EXERCISE: List every Deuteronomy passage cited in the Ezekiel 22 text below, in the order it appears.

GIVEN TEXT:
=====
Israel’s Systemic Breakdown (Ezekiel 22)
If the exiled Jews in Babylon missed the positive example in chapter 18, Ezekiel 22 gives them an explicit picture of where the nation went off the rails set by God. Jerusalem is the setting as the prophet looks at the political, economic and religious factors that led to its ultimate destruction. According to Robert Linthicum, the purpose of the political system is to establish a politics of justice and obedience to God (Deuteronomy 16:18-20; 17:8-18). The economic system is called to maintain an economics of stewardship and generosity (Deuteronomy 6:10-15; 15:1-18). The religious system is primarily responsible to bring people into a relationship with God and to ground the political and economic systems in God (Deuteronomy 10:12; 11:28). Religion provides the fences for the community and gives meaning to life. The political system provides the process, and the economic system supports the community. When the religious system gets out of order, everything else is up for grabs.[1] According to God's law, the disparity between rich and poor (wealth and poverty) is a direct indicator of a nation's or a community's distance from God.
=====
GIVEN INFORMATION:
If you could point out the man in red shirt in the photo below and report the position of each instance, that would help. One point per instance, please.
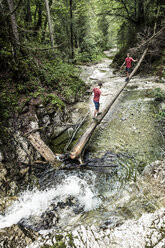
(128, 61)
(97, 93)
=====
WRITTEN RESPONSE:
Deuteronomy 16:18-20
Deuteronomy 17:8-18
Deuteronomy 6:10-15
Deuteronomy 15:1-18
Deuteronomy 10:12
Deuteronomy 11:28